À la fin de cette rencontre, l’infirmière indique au plaignant que son dossier sera évalué par le médecin-conseil de la STM dans les douze mois suivant le dépôt complet de sa candidature. Bien qu’il ait fourni à l’employeur tous les renseignements requis et qu’il ait été déclaré apte à occuper l’emploi qu’il convoitait, le plaignant n’en a jamais été informé puisque son dossier aurait été « mal classé ». Comme résultat de cette erreur, le candidat doit recommencer le processus préembauche.
Lorsqu’il voit apparaître sur le Web un nouvel appel de candidatures pour le poste de technicien en électronique, le plaignant postule à nouveau. Il se soumet au même processus préembauche que la première fois.
Par la suite, le plaignant apprend que le poste a été comblé par un autre.
La décision
Le Tribunal des droits de la personne doit donc décider si la STM a porté atteinte au droit à l’égalité du candidat en requérant par divers moyens des renseignements sur son état de santé et ses habitudes de vie qui n’étaient pas utiles pour évaluer les aptitudes et les qualités requise pour le poste de technicien en électronique.
De même, le Tribunal doit se demander si la STM a compromis le droit du candidat d’être traité en pleine égalité, sans distinction fondée sur le handicap en refusant de l’embaucher.
Le Tribunal des droits de la personne débute en précisant que les questionnaires et les examens préembauches relatifs à l’état de santé du plaignant portent sur l’un des motifs de discrimination énuméré à l’article 10 de la Charte des droits et libertés de la personne, soit le motif du handicap.

——

Pouvez-vous recopier mot pour mot le passage sur la plainte contre la STM, entre « La décision » et « refusant de l’embaucher. », ces deux segments inclus ?

——

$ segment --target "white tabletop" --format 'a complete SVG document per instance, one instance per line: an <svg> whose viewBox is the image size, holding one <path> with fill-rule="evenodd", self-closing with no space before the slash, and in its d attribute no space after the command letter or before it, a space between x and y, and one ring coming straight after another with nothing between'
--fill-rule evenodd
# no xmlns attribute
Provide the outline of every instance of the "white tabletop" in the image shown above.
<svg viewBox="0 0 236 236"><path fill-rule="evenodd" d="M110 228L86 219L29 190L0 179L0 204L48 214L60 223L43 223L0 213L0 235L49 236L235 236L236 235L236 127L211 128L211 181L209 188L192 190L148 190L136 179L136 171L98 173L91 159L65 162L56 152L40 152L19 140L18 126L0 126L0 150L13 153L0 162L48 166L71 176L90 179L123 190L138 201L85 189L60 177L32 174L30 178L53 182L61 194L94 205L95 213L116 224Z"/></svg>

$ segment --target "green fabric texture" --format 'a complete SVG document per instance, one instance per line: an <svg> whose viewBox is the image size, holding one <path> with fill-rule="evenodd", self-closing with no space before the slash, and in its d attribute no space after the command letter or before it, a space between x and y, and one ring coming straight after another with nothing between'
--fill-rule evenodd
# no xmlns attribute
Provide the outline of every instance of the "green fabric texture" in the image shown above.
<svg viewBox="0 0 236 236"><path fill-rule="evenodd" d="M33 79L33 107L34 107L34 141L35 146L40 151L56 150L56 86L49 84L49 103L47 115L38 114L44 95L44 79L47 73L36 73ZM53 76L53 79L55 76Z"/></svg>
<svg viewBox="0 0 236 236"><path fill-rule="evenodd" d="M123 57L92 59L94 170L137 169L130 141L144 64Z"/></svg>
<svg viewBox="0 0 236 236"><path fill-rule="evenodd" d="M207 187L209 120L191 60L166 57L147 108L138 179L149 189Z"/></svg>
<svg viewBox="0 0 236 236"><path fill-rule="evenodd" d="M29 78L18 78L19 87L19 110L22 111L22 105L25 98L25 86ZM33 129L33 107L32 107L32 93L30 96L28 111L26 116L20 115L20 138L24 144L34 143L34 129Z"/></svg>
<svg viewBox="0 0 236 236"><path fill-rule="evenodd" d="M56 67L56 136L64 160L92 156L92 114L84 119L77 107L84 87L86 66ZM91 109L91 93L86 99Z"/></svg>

——

▶ _SOLUTION CI-APRÈS_
La décision
Le Tribunal des droits de la personne doit donc décider si la STM a porté atteinte au droit à l’égalité du candidat en requérant par divers moyens des renseignements sur son état de santé et ses habitudes de vie qui n’étaient pas utiles pour évaluer les aptitudes et les qualités requise pour le poste de technicien en électronique.
De même, le Tribunal doit se demander si la STM a compromis le droit du candidat d’être traité en pleine égalité, sans distinction fondée sur le handicap en refusant de l’embaucher.